WHAT THE TASK REQUIRES –
Can you format this listing as a two-column CSV with the headers "instruction" and "points", one row per entry, putting each entry's text and its answer in one quoted field each, with line breaks replaced by spaces? Leave the pictures out.

--- START OF DATA FOR THE TASK ---

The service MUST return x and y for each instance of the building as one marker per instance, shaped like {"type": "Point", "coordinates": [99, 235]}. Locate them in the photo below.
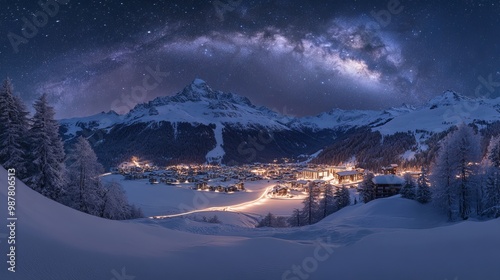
{"type": "Point", "coordinates": [314, 174]}
{"type": "Point", "coordinates": [387, 185]}
{"type": "Point", "coordinates": [391, 169]}
{"type": "Point", "coordinates": [349, 176]}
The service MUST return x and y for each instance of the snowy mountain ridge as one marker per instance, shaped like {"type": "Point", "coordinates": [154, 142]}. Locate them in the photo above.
{"type": "Point", "coordinates": [233, 129]}
{"type": "Point", "coordinates": [199, 103]}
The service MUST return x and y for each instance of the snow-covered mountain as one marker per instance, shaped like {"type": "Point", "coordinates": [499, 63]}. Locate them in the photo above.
{"type": "Point", "coordinates": [200, 124]}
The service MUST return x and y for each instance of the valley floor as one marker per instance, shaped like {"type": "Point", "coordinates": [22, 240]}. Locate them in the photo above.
{"type": "Point", "coordinates": [389, 238]}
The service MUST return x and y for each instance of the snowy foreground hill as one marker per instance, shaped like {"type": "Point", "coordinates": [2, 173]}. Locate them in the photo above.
{"type": "Point", "coordinates": [389, 238]}
{"type": "Point", "coordinates": [199, 124]}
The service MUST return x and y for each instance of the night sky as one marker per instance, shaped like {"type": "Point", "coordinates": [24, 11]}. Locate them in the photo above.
{"type": "Point", "coordinates": [295, 57]}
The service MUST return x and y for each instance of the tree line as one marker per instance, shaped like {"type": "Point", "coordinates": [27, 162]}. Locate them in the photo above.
{"type": "Point", "coordinates": [33, 146]}
{"type": "Point", "coordinates": [317, 205]}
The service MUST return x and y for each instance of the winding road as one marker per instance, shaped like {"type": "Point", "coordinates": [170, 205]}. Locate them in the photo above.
{"type": "Point", "coordinates": [218, 208]}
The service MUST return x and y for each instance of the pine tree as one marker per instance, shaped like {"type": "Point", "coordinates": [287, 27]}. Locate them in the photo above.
{"type": "Point", "coordinates": [85, 186]}
{"type": "Point", "coordinates": [327, 203]}
{"type": "Point", "coordinates": [466, 145]}
{"type": "Point", "coordinates": [342, 197]}
{"type": "Point", "coordinates": [408, 190]}
{"type": "Point", "coordinates": [423, 192]}
{"type": "Point", "coordinates": [443, 180]}
{"type": "Point", "coordinates": [494, 151]}
{"type": "Point", "coordinates": [311, 205]}
{"type": "Point", "coordinates": [491, 191]}
{"type": "Point", "coordinates": [455, 171]}
{"type": "Point", "coordinates": [367, 188]}
{"type": "Point", "coordinates": [47, 153]}
{"type": "Point", "coordinates": [13, 131]}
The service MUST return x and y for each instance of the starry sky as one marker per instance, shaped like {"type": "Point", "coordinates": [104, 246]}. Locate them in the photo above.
{"type": "Point", "coordinates": [295, 57]}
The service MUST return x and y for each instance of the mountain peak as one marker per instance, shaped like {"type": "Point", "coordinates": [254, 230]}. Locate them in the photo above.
{"type": "Point", "coordinates": [447, 98]}
{"type": "Point", "coordinates": [199, 82]}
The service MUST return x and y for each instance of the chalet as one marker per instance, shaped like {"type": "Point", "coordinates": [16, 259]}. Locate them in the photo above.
{"type": "Point", "coordinates": [349, 176]}
{"type": "Point", "coordinates": [387, 185]}
{"type": "Point", "coordinates": [391, 169]}
{"type": "Point", "coordinates": [313, 174]}
{"type": "Point", "coordinates": [153, 180]}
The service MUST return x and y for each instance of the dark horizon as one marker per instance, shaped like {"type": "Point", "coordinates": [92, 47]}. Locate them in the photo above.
{"type": "Point", "coordinates": [295, 58]}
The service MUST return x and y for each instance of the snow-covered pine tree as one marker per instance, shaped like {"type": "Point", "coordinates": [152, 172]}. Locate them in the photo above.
{"type": "Point", "coordinates": [408, 190]}
{"type": "Point", "coordinates": [455, 172]}
{"type": "Point", "coordinates": [327, 203]}
{"type": "Point", "coordinates": [14, 127]}
{"type": "Point", "coordinates": [444, 193]}
{"type": "Point", "coordinates": [367, 188]}
{"type": "Point", "coordinates": [342, 197]}
{"type": "Point", "coordinates": [46, 167]}
{"type": "Point", "coordinates": [310, 212]}
{"type": "Point", "coordinates": [466, 147]}
{"type": "Point", "coordinates": [85, 190]}
{"type": "Point", "coordinates": [423, 192]}
{"type": "Point", "coordinates": [491, 193]}
{"type": "Point", "coordinates": [494, 151]}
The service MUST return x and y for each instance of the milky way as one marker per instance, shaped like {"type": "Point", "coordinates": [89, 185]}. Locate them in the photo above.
{"type": "Point", "coordinates": [296, 57]}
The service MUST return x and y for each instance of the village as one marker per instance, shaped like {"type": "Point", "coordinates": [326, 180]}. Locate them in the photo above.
{"type": "Point", "coordinates": [288, 179]}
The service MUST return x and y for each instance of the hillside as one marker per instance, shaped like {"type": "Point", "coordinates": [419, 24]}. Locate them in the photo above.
{"type": "Point", "coordinates": [199, 124]}
{"type": "Point", "coordinates": [58, 243]}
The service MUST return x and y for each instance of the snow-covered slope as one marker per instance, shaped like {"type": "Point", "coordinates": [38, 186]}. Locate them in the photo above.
{"type": "Point", "coordinates": [385, 239]}
{"type": "Point", "coordinates": [442, 112]}
{"type": "Point", "coordinates": [225, 127]}
{"type": "Point", "coordinates": [197, 104]}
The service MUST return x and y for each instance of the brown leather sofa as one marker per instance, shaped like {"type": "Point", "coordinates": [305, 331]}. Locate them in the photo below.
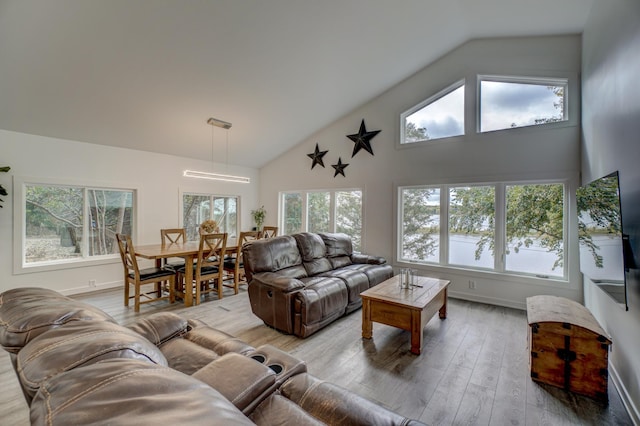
{"type": "Point", "coordinates": [77, 366]}
{"type": "Point", "coordinates": [300, 283]}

--- END OF DATA FOR THE TASK ---

WRITTEN ANSWER –
instruction,points
"The service MUST return x and y for each instance of the building as one marker per instance, shaped like {""type"": ""Point"", ""coordinates"": [99, 235]}. Locate them in the photo below.","{""type"": ""Point"", ""coordinates"": [314, 174]} {""type"": ""Point"", ""coordinates"": [387, 185]} {""type"": ""Point"", ""coordinates"": [391, 169]} {""type"": ""Point"", ""coordinates"": [349, 176]}"
"The service MUST return x and y for each instance of the snowy mountain ridge as one marker per instance, shaped like {""type"": ""Point"", ""coordinates"": [154, 142]}. Locate them in the photo above.","{""type"": ""Point"", ""coordinates"": [233, 129]} {""type"": ""Point"", ""coordinates"": [199, 103]}"
"The service MUST return x and y for each instance of the snow-covered mountain as one marker per instance, shaped like {""type"": ""Point"", ""coordinates"": [499, 63]}. Locate them in the photo above.","{""type"": ""Point"", ""coordinates"": [200, 124]}"
"The service MUST return x and y for each instance of the valley floor as one marker per instance, shaped like {""type"": ""Point"", ""coordinates"": [22, 240]}. Locate them in the photo above.","{""type"": ""Point"", ""coordinates"": [389, 238]}"
"The service MUST return x and y for each instance of the snowy foreground hill as one marker per instance, shaped like {""type"": ""Point"", ""coordinates"": [2, 173]}. Locate them in the photo above.","{""type"": ""Point"", ""coordinates"": [389, 238]} {""type"": ""Point"", ""coordinates"": [199, 124]}"
"The service MUST return x and y for each instance of the night sky as one marker per instance, shaped like {""type"": ""Point"", ""coordinates"": [24, 11]}. Locate them in the photo above.","{""type"": ""Point"", ""coordinates"": [295, 57]}"
"The service MUST return x and y for each instance of the tree line as one marker per instance, shaped like {""type"": ""Point"", ""coordinates"": [27, 162]}. Locate them in the photo above.","{""type"": ""Point"", ""coordinates"": [33, 146]} {""type"": ""Point"", ""coordinates"": [317, 205]}"
"The service MUST return x and y for each instance of the winding road as one marker per instance, shaped like {""type"": ""Point"", ""coordinates"": [170, 205]}. Locate them in the photo above.","{""type"": ""Point"", ""coordinates"": [218, 208]}"
"The service MUST return x and y for each instance of the pine tree as one marker per instance, shaped like {""type"": ""Point"", ""coordinates"": [287, 27]}. Locate them in the photo above.","{""type"": ""Point"", ""coordinates"": [85, 186]} {""type"": ""Point"", ""coordinates"": [327, 203]} {""type"": ""Point"", ""coordinates"": [466, 145]} {""type"": ""Point"", ""coordinates"": [342, 197]} {""type"": ""Point"", ""coordinates"": [408, 190]} {""type"": ""Point"", ""coordinates"": [423, 192]} {""type"": ""Point"", ""coordinates"": [443, 180]} {""type"": ""Point"", ""coordinates"": [494, 151]} {""type"": ""Point"", ""coordinates"": [311, 205]} {""type"": ""Point"", ""coordinates"": [491, 191]} {""type"": ""Point"", ""coordinates"": [455, 171]} {""type"": ""Point"", ""coordinates"": [367, 188]} {""type"": ""Point"", ""coordinates"": [47, 153]} {""type"": ""Point"", ""coordinates"": [13, 131]}"
"The service MUST return x and y for each instance of the starry sky as one marker per instance, shaped like {""type"": ""Point"", ""coordinates"": [104, 246]}. Locate them in the photo above.","{""type"": ""Point"", ""coordinates"": [295, 57]}"
"The service MUST return x and y for each instance of the mountain peak as one marker per instance, shaped like {""type"": ""Point"", ""coordinates"": [254, 230]}. Locate them in the photo above.","{""type"": ""Point"", ""coordinates"": [447, 98]} {""type"": ""Point"", ""coordinates"": [199, 82]}"
"The service MUST return x and y for each instance of the chalet as one marker per instance, shaped like {""type"": ""Point"", ""coordinates"": [16, 259]}. Locate them in the photo above.","{""type"": ""Point"", ""coordinates"": [349, 176]} {""type"": ""Point"", ""coordinates"": [387, 185]} {""type"": ""Point"", ""coordinates"": [391, 169]} {""type"": ""Point"", ""coordinates"": [313, 174]} {""type"": ""Point"", ""coordinates"": [153, 180]}"
"The service MUST return x and y for each instance of the dark horizon as one marker per instance, shaped like {""type"": ""Point"", ""coordinates"": [92, 47]}. Locate them in the photo above.","{""type"": ""Point"", ""coordinates"": [295, 58]}"
"The service MUST return x and y for each instance of the snow-covered pine tree as one marker per instance, shaped like {""type"": ""Point"", ""coordinates"": [152, 172]}. Locate them in the photo above.","{""type"": ""Point"", ""coordinates"": [408, 190]} {""type"": ""Point"", ""coordinates"": [455, 172]} {""type"": ""Point"", ""coordinates"": [327, 203]} {""type"": ""Point"", ""coordinates"": [14, 127]} {""type"": ""Point"", ""coordinates"": [444, 193]} {""type"": ""Point"", ""coordinates"": [367, 188]} {""type"": ""Point"", ""coordinates"": [342, 197]} {""type"": ""Point"", ""coordinates"": [46, 167]} {""type"": ""Point"", ""coordinates"": [310, 212]} {""type"": ""Point"", ""coordinates"": [466, 147]} {""type"": ""Point"", ""coordinates"": [85, 190]} {""type"": ""Point"", ""coordinates"": [423, 192]} {""type"": ""Point"", ""coordinates"": [491, 193]} {""type"": ""Point"", ""coordinates"": [494, 151]}"
"The service MUST return x and y for each instance of the milky way as one marker per instance, shaped like {""type"": ""Point"", ""coordinates"": [89, 185]}. Locate them in the photo above.","{""type"": ""Point"", ""coordinates"": [296, 57]}"
"The service MUST return x and y for each instance of the village as one marker per instance, shaped like {""type"": ""Point"", ""coordinates"": [326, 180]}. Locate them in the photo above.","{""type"": ""Point"", ""coordinates"": [288, 179]}"
"The service MUST return x and y for each instance of the hillside as one marker per instance, shaped like {""type"": ""Point"", ""coordinates"": [419, 24]}. Locate them in the photo above.","{""type"": ""Point"", ""coordinates"": [199, 124]} {""type"": ""Point"", ""coordinates"": [58, 243]}"
"The service MUST return x and y for each instance of the snow-covered slope as one marker per instance, shaped like {""type"": ""Point"", ""coordinates"": [38, 186]}. Locate them in the photo above.","{""type"": ""Point"", ""coordinates"": [385, 239]} {""type"": ""Point"", ""coordinates"": [442, 112]} {""type"": ""Point"", ""coordinates"": [225, 127]} {""type"": ""Point"", ""coordinates"": [197, 104]}"
"The service MUST return x and y for each instance of the brown leather sofa as one marker per instance, shaped like {""type"": ""Point"", ""coordinates"": [305, 331]}. Locate them in the photo below.","{""type"": ""Point"", ""coordinates"": [77, 366]} {""type"": ""Point"", ""coordinates"": [300, 283]}"